[EXERCISE MATERIALS]
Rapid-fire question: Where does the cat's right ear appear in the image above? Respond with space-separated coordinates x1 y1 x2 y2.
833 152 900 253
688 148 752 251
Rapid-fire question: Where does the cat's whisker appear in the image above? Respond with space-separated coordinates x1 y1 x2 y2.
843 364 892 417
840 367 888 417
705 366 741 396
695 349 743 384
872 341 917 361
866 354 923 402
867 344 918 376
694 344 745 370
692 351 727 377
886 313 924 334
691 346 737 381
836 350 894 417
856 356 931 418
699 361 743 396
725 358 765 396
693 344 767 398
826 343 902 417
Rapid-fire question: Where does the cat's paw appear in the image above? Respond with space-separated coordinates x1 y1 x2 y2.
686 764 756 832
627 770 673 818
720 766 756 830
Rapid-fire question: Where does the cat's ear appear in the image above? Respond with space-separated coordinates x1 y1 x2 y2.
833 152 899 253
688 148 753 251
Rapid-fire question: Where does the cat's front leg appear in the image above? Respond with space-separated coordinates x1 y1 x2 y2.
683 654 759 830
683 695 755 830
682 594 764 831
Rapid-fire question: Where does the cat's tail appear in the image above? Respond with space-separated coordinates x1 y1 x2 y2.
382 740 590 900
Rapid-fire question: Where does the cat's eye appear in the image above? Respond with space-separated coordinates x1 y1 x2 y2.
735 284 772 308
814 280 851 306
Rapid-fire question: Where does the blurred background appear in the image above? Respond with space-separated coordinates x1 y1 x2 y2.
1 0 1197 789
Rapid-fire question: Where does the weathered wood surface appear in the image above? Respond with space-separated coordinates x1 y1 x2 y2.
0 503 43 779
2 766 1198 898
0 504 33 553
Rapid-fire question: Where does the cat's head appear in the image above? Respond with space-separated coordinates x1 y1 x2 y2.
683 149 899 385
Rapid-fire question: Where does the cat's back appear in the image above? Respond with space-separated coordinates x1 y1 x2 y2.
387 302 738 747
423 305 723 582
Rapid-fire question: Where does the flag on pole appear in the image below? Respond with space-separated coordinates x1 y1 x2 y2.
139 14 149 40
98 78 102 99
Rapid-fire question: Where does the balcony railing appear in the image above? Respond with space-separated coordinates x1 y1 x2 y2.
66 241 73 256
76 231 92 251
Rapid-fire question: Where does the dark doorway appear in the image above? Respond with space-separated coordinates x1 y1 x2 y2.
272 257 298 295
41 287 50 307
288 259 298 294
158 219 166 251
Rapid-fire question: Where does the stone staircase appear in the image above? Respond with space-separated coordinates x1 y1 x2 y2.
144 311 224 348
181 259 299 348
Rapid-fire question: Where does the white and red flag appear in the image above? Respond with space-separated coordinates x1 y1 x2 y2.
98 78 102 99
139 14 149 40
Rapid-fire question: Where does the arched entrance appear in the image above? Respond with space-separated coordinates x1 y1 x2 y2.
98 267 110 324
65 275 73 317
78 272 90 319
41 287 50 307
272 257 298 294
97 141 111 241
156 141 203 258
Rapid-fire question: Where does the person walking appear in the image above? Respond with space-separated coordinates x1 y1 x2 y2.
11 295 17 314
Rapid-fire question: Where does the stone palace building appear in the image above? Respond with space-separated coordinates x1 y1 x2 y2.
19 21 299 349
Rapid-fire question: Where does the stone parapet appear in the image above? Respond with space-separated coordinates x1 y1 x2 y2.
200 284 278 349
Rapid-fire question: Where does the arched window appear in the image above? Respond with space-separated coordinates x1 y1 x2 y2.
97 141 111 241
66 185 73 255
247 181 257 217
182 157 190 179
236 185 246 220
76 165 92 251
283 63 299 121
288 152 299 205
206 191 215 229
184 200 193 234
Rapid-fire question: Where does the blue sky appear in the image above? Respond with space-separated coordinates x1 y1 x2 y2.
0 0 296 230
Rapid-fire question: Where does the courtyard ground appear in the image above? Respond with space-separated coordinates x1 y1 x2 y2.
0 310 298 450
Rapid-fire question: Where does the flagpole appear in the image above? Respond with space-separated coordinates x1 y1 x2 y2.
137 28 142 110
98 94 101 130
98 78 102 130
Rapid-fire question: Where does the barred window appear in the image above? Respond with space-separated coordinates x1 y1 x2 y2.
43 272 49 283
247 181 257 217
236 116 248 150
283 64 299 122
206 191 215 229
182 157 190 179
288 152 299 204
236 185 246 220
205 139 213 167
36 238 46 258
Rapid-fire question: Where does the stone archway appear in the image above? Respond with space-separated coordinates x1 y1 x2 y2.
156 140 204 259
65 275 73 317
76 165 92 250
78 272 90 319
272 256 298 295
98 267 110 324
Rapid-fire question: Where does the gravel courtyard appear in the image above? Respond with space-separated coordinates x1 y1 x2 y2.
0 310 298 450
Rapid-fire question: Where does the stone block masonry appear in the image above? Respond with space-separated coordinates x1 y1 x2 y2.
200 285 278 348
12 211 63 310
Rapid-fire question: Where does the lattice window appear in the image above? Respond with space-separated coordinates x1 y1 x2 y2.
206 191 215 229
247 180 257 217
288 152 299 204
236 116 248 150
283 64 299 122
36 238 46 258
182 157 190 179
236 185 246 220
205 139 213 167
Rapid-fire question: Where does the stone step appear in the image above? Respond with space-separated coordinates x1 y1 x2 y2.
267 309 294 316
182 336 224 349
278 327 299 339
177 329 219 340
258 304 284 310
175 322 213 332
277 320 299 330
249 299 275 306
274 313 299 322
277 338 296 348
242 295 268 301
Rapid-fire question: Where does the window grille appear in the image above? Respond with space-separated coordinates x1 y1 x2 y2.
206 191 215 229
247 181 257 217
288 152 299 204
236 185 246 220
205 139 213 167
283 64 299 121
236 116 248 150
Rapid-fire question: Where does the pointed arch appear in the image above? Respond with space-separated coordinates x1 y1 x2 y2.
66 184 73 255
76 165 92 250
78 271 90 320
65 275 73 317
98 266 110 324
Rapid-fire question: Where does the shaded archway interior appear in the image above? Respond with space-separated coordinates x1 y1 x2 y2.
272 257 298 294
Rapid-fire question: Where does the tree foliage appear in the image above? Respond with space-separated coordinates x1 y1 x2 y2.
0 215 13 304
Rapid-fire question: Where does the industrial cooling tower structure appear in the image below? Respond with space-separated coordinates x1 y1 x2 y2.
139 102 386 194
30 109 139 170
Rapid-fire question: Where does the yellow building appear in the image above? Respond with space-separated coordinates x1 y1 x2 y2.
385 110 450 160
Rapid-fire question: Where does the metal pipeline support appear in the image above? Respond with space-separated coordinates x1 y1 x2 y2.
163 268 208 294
[/EXERCISE MATERIALS]
Write out the full set of records exactly as given.

ANSWER TO THE PROBLEM.
Rapid-fire question: Where does the cat's right ear appear in the image above? Respond with space-separated coordinates x1 y1 x2 y2.
833 152 900 253
688 148 752 251
Rapid-fire question: Where does the cat's whisker appear in the image above? Respond with space-separated coordinates x1 y1 x2 y2.
843 364 892 417
840 367 888 417
705 366 741 396
695 349 743 384
872 341 917 361
866 354 923 402
867 344 918 376
694 344 745 370
692 351 727 377
886 313 924 334
691 346 737 381
836 350 894 417
856 356 931 418
699 361 743 396
725 358 765 396
693 344 767 398
826 343 902 417
Rapid-fire question: Where does the cat's paw appear in the image above? Respond with space-separated coordinates x1 y1 x2 y2.
686 764 756 832
627 770 673 818
720 766 756 830
Rapid-fire question: Where does the cat's ear appear in the image above? Respond with space-separated coordinates x1 y1 x2 y2.
833 152 899 253
688 148 753 251
Rapid-fire question: Where does the cat's front leg appear in the image above? Respond with space-separated coordinates x1 y1 x2 y2.
683 654 759 830
683 695 755 830
682 594 764 831
Rapid-fire question: Where does the cat's tail appear in the image above? Respond with space-separated coordinates x1 y1 x2 y2.
382 740 590 900
Rapid-fire question: Where does the cat's eye appear in the image above? Respond with space-separated coordinates x1 y1 x2 y2.
735 284 772 308
814 280 851 306
Rapid-fire question: Where does the blurred background appear in the image above? Respond with space-separated coordinates x1 y1 x2 y2.
1 0 1197 789
Rapid-fire question: Where does the weathered wood surface appear in the image above? Respond with space-separated coordinates x1 y1 x2 y2.
0 503 43 779
2 766 1198 898
0 504 33 553
Rapid-fire question: Where does the cat's head appear in the image above? Respond with space-separated coordinates x1 y1 x2 y2.
683 149 899 385
Rapid-fire question: Where does the cat's back appear in the image above? Respond with space-separated coordinates x1 y1 x2 y2.
387 302 738 747
423 305 723 582
Rapid-fire question: Where does the flag on pole appear in the image below? Respond with space-separated coordinates x1 y1 x2 y2.
139 14 149 40
98 78 102 99
Rapid-fire question: Where does the balcony railing appear in the image above? Respond with space-separated coordinates x1 y1 x2 y2.
66 241 73 256
76 231 92 251
Rapid-fire question: Where does the dark doorway appear in the image above? Respond with space-separated coordinates x1 y1 x2 y2.
272 257 298 295
41 287 50 307
288 259 298 294
158 219 166 251
Rapid-fire question: Where does the stone staircase appear in the image above? Respond with space-separated coordinates x1 y1 x2 y2.
144 311 224 348
181 259 299 348
Rapid-fire question: Where does the white and red flag appear in the image above? Respond with space-separated coordinates x1 y1 x2 y2.
98 78 102 99
139 14 149 40
Rapid-fire question: Where does the arched entrance appear in the image above? Respond with space-separated coordinates x1 y1 x2 y2.
98 267 110 324
65 275 73 317
78 272 90 319
41 287 50 307
272 257 298 294
97 141 111 241
156 141 203 258
Rapid-fire question: Where does the person walking appear in the image above? Respond with space-separated coordinates x1 y1 x2 y2.
11 295 17 314
Rapid-fire question: Where does the stone palace building appear in the image above? Respond with space-separated coordinates x1 y1 x2 y2.
19 21 299 349
Rapid-fire question: Where does the stone parapet appear in the image above? Respond with space-separated coordinates x1 y1 x2 y2.
200 284 278 349
Rapid-fire question: Where does the arched window appear in the image above? Respond with space-separated coordinates x1 y1 x2 y2.
97 141 111 241
66 185 73 255
247 181 257 217
182 157 190 179
236 185 246 220
76 165 92 251
283 63 299 121
288 152 299 205
206 191 215 229
184 200 193 234
Rapid-fire question: Where does the blue sky appear in the image above? Respond with space-separated coordinates x1 y1 x2 y2.
0 0 296 230
Rapid-fire question: Where does the courtyard ground appear in the image above? Respond with space-separated coordinates x1 y1 x2 y2.
0 310 298 450
Rapid-fire question: Where does the flagpole appear in the image above? Respond with space-separated coordinates x1 y1 x2 y2.
137 28 142 110
98 94 101 130
98 78 102 130
Rapid-fire question: Where does the barred window appear in the image above? Respond with space-separated coordinates x1 y1 x2 y2.
43 272 49 283
247 181 257 217
236 116 248 150
283 64 299 122
206 191 215 229
182 157 190 179
288 152 299 204
236 185 246 220
205 139 213 167
36 238 46 258
Rapid-fire question: Where does the stone archway appear in the image above? Respond with space-separated coordinates x1 y1 x2 y2.
156 140 204 259
65 275 73 317
76 165 92 250
78 272 90 319
272 256 298 295
98 267 110 324
Rapid-fire question: Where does the gravel courtyard appear in the image above? Respond with space-separated coordinates x1 y1 x2 y2.
0 310 298 450
Rapid-fire question: Where does the stone block masonry appear in the image above? Respond with space-separated coordinates x1 y1 x2 y2.
200 285 278 348
12 211 63 310
Rapid-fire question: Where does the lattice window appear in the image above? Respond with space-separated coordinates x1 y1 x2 y2.
206 191 215 229
247 180 257 217
288 152 299 204
236 116 248 150
283 64 299 122
36 238 46 258
182 157 190 179
236 185 246 220
205 139 213 167
Rapid-fire question: Where does the stone step appear in the image above? Respond with space-separated coordinates x1 y1 x2 y2.
267 309 294 316
182 336 224 349
278 327 299 339
177 329 219 340
258 304 284 310
175 322 213 332
277 320 299 330
249 299 275 306
274 313 299 322
277 338 296 348
242 295 268 301
Rapid-fire question: Where does the window grille appear in the image above? Respond with space-separated coordinates x1 y1 x2 y2.
206 191 215 229
247 181 257 217
288 152 299 204
236 185 246 220
205 139 213 167
283 64 299 121
236 116 248 150
Rapid-fire question: Where does the pointed arch appear in the image above? Respond with space-separated coordinates x1 y1 x2 y2.
66 184 73 255
76 165 92 250
78 271 90 320
65 275 73 317
98 266 110 324
Rapid-fire question: Where does the shaded archway interior appear in the image above? Respond with space-separated coordinates x1 y1 x2 y2.
272 257 298 294
Rapid-fire question: Where does the tree foliage appear in the image above? Respond with space-separated coordinates x1 y1 x2 y2.
0 215 13 304
Rapid-fire question: Where does the industrial cooling tower structure appear in the image below? Respond with space-separated coordinates x1 y1 x2 y2.
139 102 386 194
30 109 139 170
Rapid-fire question: Where does the yellow building appear in the image above? Respond with space-separated coordinates x1 y1 x2 y2.
385 110 450 160
Rapid-fire question: Where does the metal pipeline support appear in the image above? Respond with space-separated coordinates x1 y1 x2 y2.
163 268 208 294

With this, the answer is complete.